• RECORD SET:

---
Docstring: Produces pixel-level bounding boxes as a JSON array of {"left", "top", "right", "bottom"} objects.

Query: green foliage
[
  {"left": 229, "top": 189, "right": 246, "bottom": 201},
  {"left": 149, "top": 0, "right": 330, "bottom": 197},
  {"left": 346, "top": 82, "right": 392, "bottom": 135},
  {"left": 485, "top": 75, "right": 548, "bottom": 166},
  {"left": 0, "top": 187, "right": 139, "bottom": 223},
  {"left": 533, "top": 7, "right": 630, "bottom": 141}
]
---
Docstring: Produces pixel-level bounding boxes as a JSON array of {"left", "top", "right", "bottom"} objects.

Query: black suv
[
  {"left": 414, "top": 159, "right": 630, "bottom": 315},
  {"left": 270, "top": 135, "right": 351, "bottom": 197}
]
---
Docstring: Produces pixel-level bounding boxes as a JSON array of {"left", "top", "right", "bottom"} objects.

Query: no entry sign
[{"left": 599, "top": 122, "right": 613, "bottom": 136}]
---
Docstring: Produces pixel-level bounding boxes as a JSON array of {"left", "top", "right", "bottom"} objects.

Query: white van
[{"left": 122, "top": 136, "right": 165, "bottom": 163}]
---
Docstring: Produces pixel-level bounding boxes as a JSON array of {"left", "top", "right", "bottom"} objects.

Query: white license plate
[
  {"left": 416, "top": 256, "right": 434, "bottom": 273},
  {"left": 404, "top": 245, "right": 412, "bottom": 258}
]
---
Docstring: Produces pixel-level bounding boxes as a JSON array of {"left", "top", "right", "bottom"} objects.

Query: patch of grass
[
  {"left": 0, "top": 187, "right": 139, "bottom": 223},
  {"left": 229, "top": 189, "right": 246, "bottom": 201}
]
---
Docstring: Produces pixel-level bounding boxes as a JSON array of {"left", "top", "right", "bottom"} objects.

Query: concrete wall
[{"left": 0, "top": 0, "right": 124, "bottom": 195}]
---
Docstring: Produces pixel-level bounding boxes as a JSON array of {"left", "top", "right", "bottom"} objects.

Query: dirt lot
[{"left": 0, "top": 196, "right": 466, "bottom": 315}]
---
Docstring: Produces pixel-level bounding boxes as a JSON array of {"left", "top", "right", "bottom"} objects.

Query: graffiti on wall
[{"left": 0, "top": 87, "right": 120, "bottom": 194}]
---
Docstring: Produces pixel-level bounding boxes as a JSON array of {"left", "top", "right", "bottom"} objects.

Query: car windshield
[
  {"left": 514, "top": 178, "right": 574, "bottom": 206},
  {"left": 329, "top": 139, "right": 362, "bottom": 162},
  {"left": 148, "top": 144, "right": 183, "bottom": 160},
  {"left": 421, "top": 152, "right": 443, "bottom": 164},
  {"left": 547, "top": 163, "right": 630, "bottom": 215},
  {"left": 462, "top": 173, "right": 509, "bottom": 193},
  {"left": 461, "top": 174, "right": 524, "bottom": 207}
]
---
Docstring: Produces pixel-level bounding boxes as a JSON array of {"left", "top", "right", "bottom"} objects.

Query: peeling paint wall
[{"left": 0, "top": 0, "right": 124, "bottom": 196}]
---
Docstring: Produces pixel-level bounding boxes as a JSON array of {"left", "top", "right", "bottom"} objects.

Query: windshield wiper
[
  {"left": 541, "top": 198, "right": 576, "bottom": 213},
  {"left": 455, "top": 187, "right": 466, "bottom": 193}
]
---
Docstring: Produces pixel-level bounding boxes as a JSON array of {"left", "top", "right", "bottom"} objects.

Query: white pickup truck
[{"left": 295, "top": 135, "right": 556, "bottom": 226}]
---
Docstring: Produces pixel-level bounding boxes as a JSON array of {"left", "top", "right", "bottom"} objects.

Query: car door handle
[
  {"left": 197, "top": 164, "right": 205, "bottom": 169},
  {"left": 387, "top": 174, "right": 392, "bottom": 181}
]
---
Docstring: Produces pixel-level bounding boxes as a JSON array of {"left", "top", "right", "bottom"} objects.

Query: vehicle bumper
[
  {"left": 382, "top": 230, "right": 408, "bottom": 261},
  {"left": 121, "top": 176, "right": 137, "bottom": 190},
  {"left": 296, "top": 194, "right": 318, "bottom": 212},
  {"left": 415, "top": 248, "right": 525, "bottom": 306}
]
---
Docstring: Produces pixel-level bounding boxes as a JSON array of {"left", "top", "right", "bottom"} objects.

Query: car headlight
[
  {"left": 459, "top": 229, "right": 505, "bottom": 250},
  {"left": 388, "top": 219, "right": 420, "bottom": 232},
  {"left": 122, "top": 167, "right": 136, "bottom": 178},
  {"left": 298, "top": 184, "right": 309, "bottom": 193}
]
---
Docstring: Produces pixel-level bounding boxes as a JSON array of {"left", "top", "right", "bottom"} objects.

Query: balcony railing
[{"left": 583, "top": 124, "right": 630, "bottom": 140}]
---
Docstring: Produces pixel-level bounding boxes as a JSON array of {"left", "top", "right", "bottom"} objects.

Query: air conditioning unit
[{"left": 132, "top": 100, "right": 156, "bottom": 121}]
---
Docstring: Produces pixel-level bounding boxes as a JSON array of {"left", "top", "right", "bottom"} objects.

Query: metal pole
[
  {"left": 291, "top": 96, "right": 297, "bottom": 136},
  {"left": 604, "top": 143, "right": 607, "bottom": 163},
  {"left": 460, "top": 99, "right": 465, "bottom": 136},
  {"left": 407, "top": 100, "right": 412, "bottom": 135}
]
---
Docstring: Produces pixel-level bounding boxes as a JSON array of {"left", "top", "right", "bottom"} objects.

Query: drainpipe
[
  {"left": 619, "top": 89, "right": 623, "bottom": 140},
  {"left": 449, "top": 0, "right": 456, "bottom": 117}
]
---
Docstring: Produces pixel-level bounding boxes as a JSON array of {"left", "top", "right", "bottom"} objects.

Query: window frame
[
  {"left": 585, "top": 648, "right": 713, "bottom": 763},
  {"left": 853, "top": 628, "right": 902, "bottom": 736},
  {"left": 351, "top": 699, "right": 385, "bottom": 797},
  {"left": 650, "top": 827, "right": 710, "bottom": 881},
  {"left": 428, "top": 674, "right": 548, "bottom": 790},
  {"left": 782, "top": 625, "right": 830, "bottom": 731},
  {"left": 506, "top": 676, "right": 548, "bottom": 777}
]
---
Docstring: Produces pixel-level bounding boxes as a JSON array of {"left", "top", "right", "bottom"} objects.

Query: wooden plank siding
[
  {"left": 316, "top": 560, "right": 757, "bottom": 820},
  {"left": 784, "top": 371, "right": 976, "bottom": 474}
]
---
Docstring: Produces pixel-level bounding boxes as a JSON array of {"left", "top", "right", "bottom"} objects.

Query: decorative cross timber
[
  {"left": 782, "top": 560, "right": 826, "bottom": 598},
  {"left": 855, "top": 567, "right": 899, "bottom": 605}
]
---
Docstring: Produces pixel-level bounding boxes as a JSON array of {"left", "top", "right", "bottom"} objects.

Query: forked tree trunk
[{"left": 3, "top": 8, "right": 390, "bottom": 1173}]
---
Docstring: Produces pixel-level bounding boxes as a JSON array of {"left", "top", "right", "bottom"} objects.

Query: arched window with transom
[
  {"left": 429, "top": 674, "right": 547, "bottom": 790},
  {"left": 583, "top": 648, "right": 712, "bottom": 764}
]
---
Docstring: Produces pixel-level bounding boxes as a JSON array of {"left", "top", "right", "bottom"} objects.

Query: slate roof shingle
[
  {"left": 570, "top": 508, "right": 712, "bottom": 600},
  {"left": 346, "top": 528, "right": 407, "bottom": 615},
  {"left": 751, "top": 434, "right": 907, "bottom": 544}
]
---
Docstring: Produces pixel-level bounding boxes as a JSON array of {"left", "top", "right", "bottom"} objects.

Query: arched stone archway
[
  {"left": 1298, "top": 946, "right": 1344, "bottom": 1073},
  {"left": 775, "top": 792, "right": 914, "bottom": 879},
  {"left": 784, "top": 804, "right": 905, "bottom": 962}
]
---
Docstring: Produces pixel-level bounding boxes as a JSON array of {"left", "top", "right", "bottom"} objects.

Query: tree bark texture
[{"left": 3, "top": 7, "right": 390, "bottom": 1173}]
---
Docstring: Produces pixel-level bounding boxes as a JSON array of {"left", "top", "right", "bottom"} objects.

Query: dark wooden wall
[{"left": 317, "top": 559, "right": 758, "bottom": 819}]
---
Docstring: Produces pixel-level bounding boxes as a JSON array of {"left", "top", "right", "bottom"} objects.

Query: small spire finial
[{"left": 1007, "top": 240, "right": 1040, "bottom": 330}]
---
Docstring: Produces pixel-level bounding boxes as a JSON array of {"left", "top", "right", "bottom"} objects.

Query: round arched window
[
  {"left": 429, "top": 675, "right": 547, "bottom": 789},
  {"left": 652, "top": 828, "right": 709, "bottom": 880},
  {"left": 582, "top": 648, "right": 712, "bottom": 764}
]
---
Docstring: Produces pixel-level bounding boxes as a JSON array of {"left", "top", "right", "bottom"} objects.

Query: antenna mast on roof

• ASSIGNED TASK:
Each line from the one containing "Query: round arched window" to the final line above should be written out exactly; please omit the others.

• PROBLEM SOLUTION:
Query: round arched window
[
  {"left": 429, "top": 675, "right": 547, "bottom": 789},
  {"left": 652, "top": 828, "right": 709, "bottom": 880},
  {"left": 582, "top": 648, "right": 712, "bottom": 764}
]
---
Docstring: Produces pixel-level bounding boxes as a JSON array of {"left", "top", "right", "bottom"} objects.

Query: antenna mast on roof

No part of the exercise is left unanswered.